SET TASKS
**1.** Translate the sentence "Shouldn't we allow constant expressions here?" from the declarative partitioning message into Spanish.
**2.** According to the declarative partitioning message, which clause of a partition does not allow a constant expression?
**3.** Output the part of the declarative partitioning message starting at "FOR VALUE clause" and ending at "relevant mail chain.".

TEXT TO READ
------------------------------------------------------------

Re: Declarative partitioning

From: Ashutosh Bapat <ashutosh(dot)bapat(at)enterprisedb(dot)com>
To: Amit Langote <Langote_Amit_f8(at)lab(dot)ntt(dot)co(dot)jp>
Cc: Robert Haas <robertmhaas(at)gmail(dot)com>, Ildar Musin <i(dot)musin(at)postgrespro(dot)ru>, Tom Lane <tgl(at)sss(dot)pgh(dot)pa(dot)us>, pgsql-hackers <pgsql-hackers(at)postgresql(dot)org>
Subject: Re: Declarative partitioning
Date: 2016-08-10 10:18:19
Message-ID: CAFjFpRcZoxr+F-OjHu77gj2EGUCJBwibNUc655n-_2afi2XBnw@mail.gmail.com
Views: Raw Message | Whole Thread | Download mbox | Resend email
Thread:
Lists: pgsql-hackers

FOR VALUE clause of a partition does not allow a constant expression like
(10000/5 -1). It gives syntax error
regression=# create table pt1_p1 partition of pt1 for values start (0) end
((10000/5) - 1);
ERROR: syntax error at or near "("
LINE 1: ...pt1_p1 partition of pt1 for values start (0) end ((10000/5) ...

Shouldn't we allow constant expressions here?

If this has been already discussed, please forgive me and point out the
relevant mail chain.

On Tue, Aug 9, 2016 at 12:48 PM, Ashutosh Bapat <
ashutosh(dot)bapat(at)enterprisedb(dot)com> wrote:

> What strikes me odd about these patches is RelOptInfo has remained
> unmodified. For a base partitioned table, I would expect it to be marked as
> partitioned may be indicating the partitioning scheme. Instead of that, I
> see that the code directly deals with PartitionDesc, PartitionKey which are
> part of Relation. It uses other structures like PartitionKeyExecInfo. I
> don't have any specific observation as to why we need such information in
> RelOptInfo, but lack of it makes me uncomfortable. It could be because
> inheritance code does not require any mark in RelOptInfo and your patch
> re-uses inheritance code. I am not sure.
>
> On Tue, Aug 9, 2016 at 9:17 AM, Amit Langote <
> Langote_Amit_f8(at)lab(dot)ntt(dot)co(dot)jp> wrote:
>
>> On 2016/08/09 6:02, Robert Haas wrote:
>> > On Mon, Aug 8, 2016 at 1:40 AM, Amit Langote
>> > <Langote_Amit_f8(at)lab(dot)ntt(dot)co(dot)jp> wrote:
>> >>> +1, if we could do it. It will need a change in the way Amit's patch
>> stores
>> >>> partitioning scheme in PartitionDesc.
>> >>
>> >> Okay, I will try to implement this in the next version of the patch.

------------------------------------------------------------

Detection examples
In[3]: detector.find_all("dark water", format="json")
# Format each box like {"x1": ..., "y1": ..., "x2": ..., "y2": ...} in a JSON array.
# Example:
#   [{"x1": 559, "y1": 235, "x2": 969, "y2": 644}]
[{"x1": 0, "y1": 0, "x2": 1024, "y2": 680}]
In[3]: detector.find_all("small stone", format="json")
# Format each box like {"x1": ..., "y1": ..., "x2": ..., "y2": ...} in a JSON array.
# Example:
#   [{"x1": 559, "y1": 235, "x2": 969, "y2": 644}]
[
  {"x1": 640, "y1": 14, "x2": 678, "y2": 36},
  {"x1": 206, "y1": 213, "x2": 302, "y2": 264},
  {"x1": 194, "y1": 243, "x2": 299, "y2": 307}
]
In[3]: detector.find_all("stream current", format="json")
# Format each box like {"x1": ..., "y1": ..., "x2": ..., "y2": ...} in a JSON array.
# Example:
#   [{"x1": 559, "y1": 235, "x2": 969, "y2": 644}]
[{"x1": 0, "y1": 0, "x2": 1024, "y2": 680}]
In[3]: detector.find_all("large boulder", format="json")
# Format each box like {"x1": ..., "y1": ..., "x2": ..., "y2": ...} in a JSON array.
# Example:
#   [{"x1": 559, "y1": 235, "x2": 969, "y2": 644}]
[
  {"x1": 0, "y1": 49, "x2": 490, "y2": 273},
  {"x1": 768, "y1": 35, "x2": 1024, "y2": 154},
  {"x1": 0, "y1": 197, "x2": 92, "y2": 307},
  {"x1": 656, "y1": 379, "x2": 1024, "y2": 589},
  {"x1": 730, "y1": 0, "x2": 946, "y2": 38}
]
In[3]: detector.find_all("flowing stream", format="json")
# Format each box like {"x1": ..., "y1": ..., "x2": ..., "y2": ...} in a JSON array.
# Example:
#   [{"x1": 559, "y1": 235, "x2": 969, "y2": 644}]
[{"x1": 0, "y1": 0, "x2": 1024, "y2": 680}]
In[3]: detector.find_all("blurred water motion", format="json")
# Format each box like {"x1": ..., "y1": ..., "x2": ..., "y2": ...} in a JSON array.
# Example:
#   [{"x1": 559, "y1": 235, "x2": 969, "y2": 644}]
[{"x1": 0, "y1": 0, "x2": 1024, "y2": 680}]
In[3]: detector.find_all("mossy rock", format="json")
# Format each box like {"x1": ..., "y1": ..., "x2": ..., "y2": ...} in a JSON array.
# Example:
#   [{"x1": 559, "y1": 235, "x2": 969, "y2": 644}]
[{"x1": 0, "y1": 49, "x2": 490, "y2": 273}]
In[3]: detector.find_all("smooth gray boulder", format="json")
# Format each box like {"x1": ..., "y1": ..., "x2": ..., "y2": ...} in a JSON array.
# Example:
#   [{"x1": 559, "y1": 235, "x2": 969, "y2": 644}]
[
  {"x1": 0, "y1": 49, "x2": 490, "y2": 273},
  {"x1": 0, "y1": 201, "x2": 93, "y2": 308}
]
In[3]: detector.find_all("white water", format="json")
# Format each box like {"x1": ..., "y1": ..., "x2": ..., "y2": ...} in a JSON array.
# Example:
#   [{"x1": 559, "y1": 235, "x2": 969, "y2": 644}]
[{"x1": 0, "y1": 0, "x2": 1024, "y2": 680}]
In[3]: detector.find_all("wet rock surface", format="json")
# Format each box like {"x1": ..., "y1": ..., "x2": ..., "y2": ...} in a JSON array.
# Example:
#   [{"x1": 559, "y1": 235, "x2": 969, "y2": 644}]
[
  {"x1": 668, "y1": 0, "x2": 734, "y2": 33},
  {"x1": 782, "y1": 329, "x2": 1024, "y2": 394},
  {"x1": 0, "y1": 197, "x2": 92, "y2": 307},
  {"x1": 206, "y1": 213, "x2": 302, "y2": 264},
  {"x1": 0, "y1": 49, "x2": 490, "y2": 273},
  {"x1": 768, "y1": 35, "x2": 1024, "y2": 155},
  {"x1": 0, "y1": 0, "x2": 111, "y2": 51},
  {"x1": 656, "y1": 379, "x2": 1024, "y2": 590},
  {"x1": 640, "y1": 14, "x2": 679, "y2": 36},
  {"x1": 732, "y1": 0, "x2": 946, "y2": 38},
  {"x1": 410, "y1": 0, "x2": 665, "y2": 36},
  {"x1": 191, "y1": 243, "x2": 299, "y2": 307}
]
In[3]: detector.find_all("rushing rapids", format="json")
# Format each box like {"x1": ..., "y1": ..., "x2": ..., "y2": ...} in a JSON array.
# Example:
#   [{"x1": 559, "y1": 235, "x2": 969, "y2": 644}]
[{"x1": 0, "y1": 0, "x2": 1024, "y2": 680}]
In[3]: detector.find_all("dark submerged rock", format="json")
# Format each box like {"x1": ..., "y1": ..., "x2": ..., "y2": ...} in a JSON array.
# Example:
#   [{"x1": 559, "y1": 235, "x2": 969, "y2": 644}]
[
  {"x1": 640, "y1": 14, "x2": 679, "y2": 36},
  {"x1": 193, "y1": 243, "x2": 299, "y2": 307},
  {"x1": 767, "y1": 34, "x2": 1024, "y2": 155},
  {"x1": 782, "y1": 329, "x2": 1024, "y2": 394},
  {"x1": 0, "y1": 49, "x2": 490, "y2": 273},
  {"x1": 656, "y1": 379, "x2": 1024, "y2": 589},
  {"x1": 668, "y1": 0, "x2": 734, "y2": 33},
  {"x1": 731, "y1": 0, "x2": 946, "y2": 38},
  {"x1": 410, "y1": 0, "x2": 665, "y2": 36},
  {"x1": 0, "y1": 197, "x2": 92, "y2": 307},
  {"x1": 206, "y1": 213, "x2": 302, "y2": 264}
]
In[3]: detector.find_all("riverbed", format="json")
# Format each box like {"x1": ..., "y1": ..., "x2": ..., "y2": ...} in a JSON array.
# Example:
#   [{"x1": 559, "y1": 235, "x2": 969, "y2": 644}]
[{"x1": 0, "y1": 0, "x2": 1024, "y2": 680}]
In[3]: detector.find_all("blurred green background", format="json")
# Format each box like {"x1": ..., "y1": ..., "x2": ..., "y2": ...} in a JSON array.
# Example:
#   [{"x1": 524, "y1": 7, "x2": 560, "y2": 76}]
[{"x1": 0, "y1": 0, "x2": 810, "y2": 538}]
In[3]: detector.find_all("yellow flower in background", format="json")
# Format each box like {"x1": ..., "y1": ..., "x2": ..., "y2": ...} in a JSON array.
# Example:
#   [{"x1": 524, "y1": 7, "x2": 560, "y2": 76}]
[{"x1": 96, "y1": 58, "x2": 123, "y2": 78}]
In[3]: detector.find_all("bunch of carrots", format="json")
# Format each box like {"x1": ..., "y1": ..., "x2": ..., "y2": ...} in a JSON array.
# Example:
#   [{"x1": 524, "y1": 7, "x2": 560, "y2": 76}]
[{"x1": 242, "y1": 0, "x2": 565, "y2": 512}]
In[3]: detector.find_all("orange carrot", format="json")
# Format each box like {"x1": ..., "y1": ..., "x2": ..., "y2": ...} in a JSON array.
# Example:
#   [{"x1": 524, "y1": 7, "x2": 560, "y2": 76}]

------------------------------------------------------------

ANSWERS FOR THE TASKS
**1.** ¿No deberíamos permitir expresiones constantes aquí?

**2.** The FOR VALUE clause.

**3.**
FOR VALUE clause of a partition does not allow a constant expression like
(10000/5 -1). It gives syntax error
regression=# create table pt1_p1 partition of pt1 for values start (0) end
((10000/5) - 1);
ERROR: syntax error at or near "("
LINE 1: ...pt1_p1 partition of pt1 for values start (0) end ((10000/5) ...

Shouldn't we allow constant expressions here?

If this has been already discussed, please forgive me and point out the
relevant mail chain.